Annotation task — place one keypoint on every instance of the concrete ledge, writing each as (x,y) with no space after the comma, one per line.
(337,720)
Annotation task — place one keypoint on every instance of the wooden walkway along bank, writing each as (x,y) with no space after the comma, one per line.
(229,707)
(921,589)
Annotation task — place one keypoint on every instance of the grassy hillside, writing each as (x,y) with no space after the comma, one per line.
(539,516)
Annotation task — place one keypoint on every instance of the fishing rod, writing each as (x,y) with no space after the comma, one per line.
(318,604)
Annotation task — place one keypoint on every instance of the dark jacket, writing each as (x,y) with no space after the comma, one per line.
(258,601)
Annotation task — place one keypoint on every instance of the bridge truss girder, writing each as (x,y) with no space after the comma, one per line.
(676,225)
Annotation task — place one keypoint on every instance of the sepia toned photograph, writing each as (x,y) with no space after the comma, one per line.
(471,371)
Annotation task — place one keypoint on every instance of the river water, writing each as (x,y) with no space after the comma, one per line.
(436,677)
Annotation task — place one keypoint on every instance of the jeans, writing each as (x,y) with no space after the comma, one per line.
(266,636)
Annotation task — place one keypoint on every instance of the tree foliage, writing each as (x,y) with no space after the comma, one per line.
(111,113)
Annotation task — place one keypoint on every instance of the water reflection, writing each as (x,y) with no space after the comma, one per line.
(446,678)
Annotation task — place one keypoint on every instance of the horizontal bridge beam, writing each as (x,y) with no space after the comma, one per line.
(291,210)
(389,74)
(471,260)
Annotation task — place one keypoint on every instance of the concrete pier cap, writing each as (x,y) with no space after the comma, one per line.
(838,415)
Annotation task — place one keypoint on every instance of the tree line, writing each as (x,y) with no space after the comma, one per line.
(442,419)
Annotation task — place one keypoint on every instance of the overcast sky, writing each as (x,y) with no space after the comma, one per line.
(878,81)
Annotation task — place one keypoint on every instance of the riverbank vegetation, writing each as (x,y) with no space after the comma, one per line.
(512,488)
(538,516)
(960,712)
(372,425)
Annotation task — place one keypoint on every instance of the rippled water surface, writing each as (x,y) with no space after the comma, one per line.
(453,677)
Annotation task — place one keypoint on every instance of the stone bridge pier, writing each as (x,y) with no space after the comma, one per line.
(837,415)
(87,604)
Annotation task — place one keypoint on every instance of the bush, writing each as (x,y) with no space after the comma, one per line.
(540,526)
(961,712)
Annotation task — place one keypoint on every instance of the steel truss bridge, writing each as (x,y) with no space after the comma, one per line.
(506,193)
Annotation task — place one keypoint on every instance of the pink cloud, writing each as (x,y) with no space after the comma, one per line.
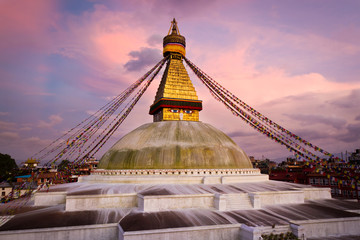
(53,120)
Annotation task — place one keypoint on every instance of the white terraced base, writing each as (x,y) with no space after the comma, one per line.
(237,208)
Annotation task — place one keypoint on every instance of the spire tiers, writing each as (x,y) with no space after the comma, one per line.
(176,98)
(174,42)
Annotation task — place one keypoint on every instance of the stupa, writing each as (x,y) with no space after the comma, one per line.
(179,178)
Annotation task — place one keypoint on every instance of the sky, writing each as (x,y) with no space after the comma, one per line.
(296,62)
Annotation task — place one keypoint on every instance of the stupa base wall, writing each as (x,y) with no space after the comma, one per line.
(189,176)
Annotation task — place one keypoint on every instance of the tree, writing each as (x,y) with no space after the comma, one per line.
(8,167)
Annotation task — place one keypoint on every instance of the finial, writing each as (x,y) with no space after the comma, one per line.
(173,28)
(174,42)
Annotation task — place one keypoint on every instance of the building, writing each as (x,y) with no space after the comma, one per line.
(6,189)
(179,178)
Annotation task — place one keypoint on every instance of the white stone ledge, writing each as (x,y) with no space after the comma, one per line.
(254,233)
(314,193)
(90,202)
(211,232)
(88,232)
(192,172)
(171,202)
(261,199)
(49,198)
(322,228)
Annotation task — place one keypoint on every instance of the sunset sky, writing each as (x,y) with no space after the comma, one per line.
(297,62)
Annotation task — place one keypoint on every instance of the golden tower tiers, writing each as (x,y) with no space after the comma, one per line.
(176,98)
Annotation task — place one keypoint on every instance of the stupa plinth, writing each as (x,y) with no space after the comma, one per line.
(179,178)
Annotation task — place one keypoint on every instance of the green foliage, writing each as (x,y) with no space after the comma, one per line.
(281,236)
(8,167)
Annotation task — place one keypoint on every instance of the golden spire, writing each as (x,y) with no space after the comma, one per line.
(174,42)
(175,29)
(176,97)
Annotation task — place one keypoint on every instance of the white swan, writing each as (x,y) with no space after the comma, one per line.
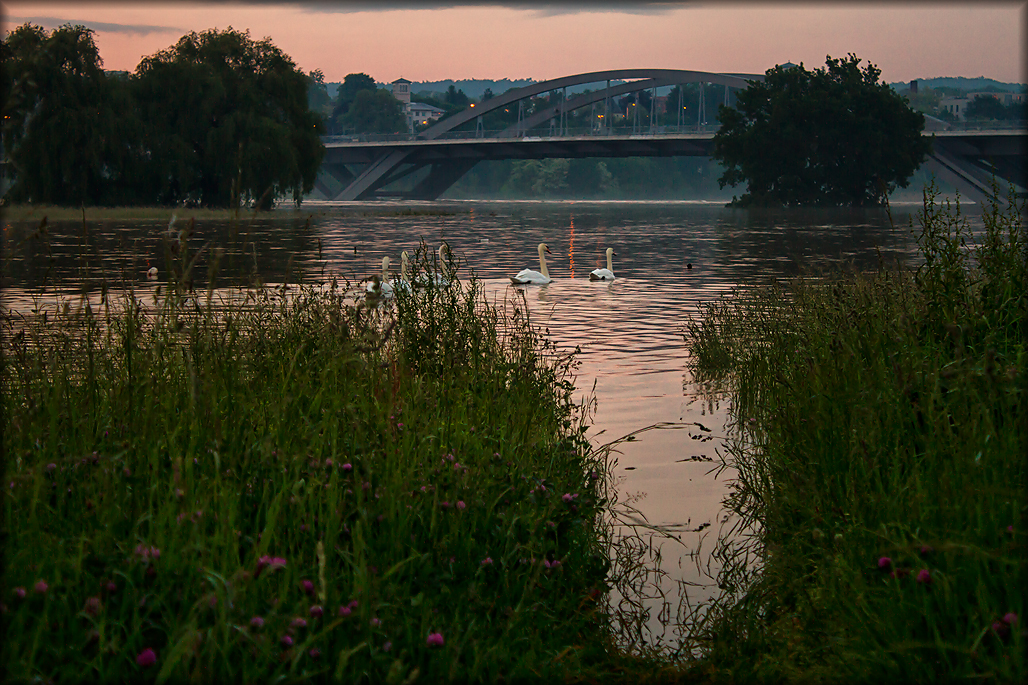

************

#### [PROBLEM STATEMENT]
Please pick out every line of the records that contains the string "base", matching case exactly, and copy each one.

#### [PROBLEM SOLUTION]
Annotation task — place one keypoint on every instance of the white terraced base, writing each as (x,y) with no space after the comma, one per line.
Annotation task — place one keypoint on every instance of the stupa base wall, writing each as (x,y) with no space after the comma, one per line.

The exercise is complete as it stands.